* _What the task requires_:
Nothing but the lines from the start of the records through the line that contains "as (705, 342)." is to be copied, and each is to be copied exactly.

Dataset items
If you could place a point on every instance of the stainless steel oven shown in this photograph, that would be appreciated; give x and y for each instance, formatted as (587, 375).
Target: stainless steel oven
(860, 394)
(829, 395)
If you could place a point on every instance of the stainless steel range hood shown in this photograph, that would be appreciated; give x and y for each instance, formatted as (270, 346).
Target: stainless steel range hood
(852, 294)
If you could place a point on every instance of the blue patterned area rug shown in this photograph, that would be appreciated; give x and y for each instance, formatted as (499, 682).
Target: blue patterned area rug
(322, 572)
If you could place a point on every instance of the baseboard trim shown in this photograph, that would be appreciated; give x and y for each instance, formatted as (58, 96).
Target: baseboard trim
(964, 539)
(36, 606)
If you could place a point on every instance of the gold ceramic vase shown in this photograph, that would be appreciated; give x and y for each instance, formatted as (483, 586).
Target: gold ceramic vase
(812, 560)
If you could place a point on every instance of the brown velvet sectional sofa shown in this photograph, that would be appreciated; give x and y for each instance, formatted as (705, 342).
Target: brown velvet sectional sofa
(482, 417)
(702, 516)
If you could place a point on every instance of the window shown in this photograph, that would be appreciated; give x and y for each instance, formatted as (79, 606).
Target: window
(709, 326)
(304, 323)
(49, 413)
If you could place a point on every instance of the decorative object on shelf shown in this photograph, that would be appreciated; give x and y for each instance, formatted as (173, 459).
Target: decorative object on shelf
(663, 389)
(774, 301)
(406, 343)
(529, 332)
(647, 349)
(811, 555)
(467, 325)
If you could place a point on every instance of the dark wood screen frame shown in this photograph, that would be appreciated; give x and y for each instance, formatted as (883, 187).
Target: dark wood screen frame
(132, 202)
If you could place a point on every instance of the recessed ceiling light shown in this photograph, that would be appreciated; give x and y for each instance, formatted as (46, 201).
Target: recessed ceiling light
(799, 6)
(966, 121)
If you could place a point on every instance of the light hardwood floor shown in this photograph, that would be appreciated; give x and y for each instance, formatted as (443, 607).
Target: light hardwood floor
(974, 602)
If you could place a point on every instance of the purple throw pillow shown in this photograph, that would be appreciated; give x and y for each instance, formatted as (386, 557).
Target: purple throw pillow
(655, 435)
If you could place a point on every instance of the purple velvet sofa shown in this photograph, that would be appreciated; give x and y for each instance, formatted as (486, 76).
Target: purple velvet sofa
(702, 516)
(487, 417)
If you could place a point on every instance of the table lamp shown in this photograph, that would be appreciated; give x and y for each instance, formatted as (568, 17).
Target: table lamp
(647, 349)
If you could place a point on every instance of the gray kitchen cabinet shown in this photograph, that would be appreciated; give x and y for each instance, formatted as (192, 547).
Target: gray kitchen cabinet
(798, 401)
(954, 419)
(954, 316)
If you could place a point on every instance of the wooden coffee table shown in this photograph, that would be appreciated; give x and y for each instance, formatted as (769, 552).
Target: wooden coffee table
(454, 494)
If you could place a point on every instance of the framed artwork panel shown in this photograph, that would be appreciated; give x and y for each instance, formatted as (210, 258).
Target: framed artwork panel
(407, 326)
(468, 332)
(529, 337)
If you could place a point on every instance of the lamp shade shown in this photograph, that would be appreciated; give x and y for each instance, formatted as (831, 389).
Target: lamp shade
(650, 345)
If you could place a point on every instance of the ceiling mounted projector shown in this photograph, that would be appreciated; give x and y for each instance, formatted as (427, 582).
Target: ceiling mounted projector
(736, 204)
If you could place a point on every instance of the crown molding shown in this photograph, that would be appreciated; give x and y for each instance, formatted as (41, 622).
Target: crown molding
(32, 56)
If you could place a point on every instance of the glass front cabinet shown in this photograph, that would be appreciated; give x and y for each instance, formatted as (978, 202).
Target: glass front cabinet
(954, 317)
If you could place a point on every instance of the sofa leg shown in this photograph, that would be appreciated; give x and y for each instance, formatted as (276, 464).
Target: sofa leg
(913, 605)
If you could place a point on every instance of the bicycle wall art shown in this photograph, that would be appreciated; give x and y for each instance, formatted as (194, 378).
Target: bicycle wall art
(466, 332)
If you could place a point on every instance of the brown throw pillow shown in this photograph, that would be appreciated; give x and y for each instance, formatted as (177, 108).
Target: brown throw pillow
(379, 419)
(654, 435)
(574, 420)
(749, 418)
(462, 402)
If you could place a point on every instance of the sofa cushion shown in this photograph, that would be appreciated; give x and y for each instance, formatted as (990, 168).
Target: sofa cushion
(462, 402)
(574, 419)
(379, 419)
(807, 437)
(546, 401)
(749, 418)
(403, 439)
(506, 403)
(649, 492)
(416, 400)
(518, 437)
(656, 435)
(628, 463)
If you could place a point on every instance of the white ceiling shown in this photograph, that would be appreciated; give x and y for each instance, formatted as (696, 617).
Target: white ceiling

* _Task output_:
If you could place a point on every instance of the stainless steel oven shown in this photograph, that would be appreciated; give x and y for each instance, formatted as (587, 375).
Target: stainless steel oven
(860, 394)
(829, 395)
If you could place a point on every instance of the stainless steel range hood shown in this photograph, that would be appreciated; give x and y for each instance, formatted as (270, 346).
Target: stainless steel range hood
(852, 294)
If you could place a point on every instance of the blue patterned area rug shown in this photograph, that would be appreciated; give x and y for each instance, formatted as (499, 682).
Target: blue patterned area rug
(322, 572)
If you could place a point on every instance of the baseboard trim shown in this photograph, that would be appreciated; give x and y for each instance, formatted as (58, 96).
Target: baseboard trim
(964, 539)
(36, 606)
If you could place a point on every instance of the gold ceramic vase shown in this photograph, that would be appreciated; give x and y for each instance, formatted as (483, 586).
Target: gold ceramic vase
(812, 560)
If you could place a point on every instance of the brown velvet sectional sofa shown in this photograph, that would be appreciated; give x and y for each instance, formatted as (705, 342).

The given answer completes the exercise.